— Task details —
Translate this sentence from the note to a younger sister below into Spanish: "All loves are seeds from heaven."

— Document excerpt —
--------------------------------------------------
Just finished watching your journey. Full of emotions for you.

You are a beautiful soul. I know watching this journey of yourself will be difficult, you said you won’t be able to watch for a few days. The moment when you both said…we spent time on the physical part of us but there was/is work to do on the inside.  The work of taking care of myself, the work of loving myself better needs to be done before I can offer love to another.

Brought me to tears, so true baby sister.

We can spend so much time trying to fix the outside, thinking we can fix others, the ever lasting road of quick fixing ourselves.

But this life is a heart journey. It is wither by wither, wither by bloom, bloom by bloom…all collectively growing the condition of the heart. A process that ultimately can not be accomplished on our own strength.

We come from a long line of fixers, this big sister of yours included. The love of empaths runs deep but it can be taken advantage of and that makes me angry at the situation. But we are called to forgive and your heart showed exactly that on air. I don’t know all of the details of your journey home but I do know you loved this person with your entire heart.

As much as we want that to be enough, it just simply isn’t enough. It is futile when self love, self care, self realization, self introspective, self authenticity isn’t in bloom.

I understand this kind of sadness well. Your bloom will come in time and know I’m praying for you.

All loves are seeds from heaven. We grow either way.
--------------------------------------------------
— Data —
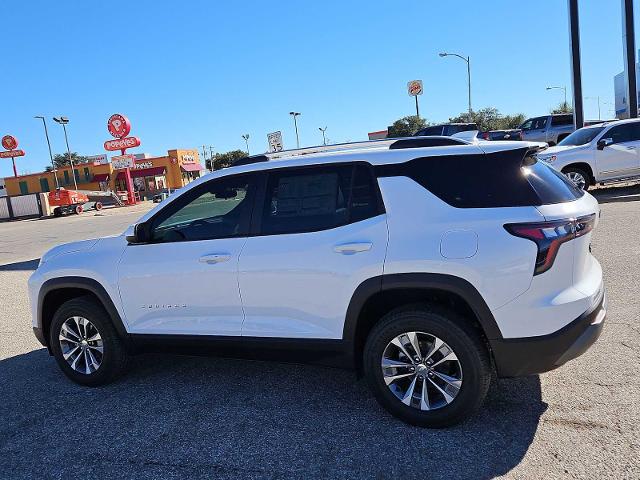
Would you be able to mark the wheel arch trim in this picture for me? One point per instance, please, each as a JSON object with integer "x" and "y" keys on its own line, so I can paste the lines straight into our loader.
--------------------------------------------------
— Task answer —
Todos los amores son semillas del cielo.